> [Passage given]:
# TiVo iPad app: zoom vs 16:9 aspect ratio



## Philosofy (Feb 21, 2000)

I just noticed that my shows are all zoomed to full screen, cutting off sections. There used to be a toggle button, but I can't find it. Any suggestions?


----------



## peaston (Feb 13, 2005)

on my ipad pro i just double tap the video as its playing to change into and out of zoom mode


----------



## kd1949 (Nov 27, 2005)

Thanks! This has been a problem for me, too. Sheesh!


----------



## deac33 (Sep 28, 2013)

Sorry for changing the subject, but you all seem to have had success streaming and downloading recordings on your iPad. My iPhone works great but my iPad mini 2 and 4 connect, show My Shows correctly but when I try to download it disconnects.

Have you had that problem to the point of being unable to download recordings? Thanks for any suggestions you may have. 
(I gave more details on my thread at TIVO app on iPad fails to connect or loses connection. )

Thanks for any help,
-deac


----------



## Phil T (Oct 29, 2003)

peaston said:


> on my ipad pro i just double tap the video as its playing to change into and out of zoom mode


I know this is an old thread but the tip above worked on my wife's iPhone. She has been watching baseball and the graphics and score were always cut off. I just did the double tap and now all is well!


----------

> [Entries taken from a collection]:
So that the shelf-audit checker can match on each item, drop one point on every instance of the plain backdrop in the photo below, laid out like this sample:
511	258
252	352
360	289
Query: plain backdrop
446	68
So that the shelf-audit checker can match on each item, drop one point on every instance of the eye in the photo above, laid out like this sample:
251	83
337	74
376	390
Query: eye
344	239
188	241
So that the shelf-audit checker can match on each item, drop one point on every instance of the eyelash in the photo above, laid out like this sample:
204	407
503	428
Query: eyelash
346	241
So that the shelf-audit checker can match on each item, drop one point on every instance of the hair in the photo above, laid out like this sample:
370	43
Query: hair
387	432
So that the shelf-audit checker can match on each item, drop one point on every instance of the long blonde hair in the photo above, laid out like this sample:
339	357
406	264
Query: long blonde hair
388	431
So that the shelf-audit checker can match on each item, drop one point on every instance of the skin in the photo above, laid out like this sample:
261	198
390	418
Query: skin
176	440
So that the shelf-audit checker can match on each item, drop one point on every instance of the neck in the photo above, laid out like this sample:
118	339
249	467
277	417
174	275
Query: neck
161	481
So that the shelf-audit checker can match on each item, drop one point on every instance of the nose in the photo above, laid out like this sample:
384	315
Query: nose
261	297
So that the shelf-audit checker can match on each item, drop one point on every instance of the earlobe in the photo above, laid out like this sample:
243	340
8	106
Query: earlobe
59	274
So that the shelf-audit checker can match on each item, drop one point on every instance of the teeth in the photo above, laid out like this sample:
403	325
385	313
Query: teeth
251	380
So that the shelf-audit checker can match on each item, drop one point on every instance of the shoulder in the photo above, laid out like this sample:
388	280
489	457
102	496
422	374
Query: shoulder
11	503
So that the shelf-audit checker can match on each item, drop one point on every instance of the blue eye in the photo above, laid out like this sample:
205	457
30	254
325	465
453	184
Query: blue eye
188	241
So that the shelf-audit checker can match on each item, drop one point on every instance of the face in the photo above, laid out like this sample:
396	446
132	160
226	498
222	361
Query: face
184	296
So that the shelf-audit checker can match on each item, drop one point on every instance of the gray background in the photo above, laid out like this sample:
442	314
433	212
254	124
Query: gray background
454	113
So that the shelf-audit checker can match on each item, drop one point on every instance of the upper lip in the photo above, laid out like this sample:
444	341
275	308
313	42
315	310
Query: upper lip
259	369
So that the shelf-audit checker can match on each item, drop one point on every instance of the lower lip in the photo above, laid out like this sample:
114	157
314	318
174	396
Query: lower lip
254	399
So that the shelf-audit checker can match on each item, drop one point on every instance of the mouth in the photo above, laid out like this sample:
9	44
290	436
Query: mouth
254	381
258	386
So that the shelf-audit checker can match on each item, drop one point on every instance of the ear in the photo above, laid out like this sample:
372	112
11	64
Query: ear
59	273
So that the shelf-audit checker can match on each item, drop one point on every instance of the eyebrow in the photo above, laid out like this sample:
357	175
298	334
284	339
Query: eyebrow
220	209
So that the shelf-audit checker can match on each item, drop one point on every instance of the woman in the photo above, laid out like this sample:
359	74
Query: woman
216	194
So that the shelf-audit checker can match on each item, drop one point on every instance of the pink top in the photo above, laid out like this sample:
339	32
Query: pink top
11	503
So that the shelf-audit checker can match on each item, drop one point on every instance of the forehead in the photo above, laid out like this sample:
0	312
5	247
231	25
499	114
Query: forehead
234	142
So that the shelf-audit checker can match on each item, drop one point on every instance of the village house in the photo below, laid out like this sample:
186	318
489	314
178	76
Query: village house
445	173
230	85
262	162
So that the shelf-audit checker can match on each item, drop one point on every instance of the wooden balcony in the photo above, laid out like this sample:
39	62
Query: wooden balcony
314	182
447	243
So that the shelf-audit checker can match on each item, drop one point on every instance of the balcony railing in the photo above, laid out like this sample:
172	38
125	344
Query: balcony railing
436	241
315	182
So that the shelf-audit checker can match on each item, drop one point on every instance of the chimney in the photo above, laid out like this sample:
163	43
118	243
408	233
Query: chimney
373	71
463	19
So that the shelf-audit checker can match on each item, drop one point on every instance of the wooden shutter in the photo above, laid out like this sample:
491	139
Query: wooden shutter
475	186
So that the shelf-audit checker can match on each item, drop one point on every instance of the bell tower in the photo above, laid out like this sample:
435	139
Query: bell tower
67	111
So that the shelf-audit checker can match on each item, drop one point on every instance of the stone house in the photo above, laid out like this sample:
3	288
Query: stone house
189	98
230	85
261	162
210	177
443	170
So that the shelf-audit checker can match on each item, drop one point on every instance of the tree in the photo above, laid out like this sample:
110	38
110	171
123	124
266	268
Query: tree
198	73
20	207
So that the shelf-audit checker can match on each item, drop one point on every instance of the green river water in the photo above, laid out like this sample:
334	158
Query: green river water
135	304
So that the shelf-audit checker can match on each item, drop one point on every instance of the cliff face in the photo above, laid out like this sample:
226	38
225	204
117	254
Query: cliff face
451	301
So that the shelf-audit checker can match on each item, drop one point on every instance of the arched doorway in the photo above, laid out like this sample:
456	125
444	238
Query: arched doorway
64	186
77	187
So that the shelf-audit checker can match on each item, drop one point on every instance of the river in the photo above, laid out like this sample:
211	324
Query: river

> [Exercise details]: Rewrite the TiVo zoom thread from "Thanks! This has" through "you may have.", changing "recordings" to "videos".

> [The reply]:
Thanks! This has been a problem for me, too. Sheesh!


----------



## deac33 (Sep 28, 2013)

Sorry for changing the subject, but you all seem to have had success streaming and downloading videos on your iPad. My iPhone works great but my iPad mini 2 and 4 connect, show My Shows correctly but when I try to download it disconnects.

Have you had that problem to the point of being unable to download videos? Thanks for any suggestions you may have.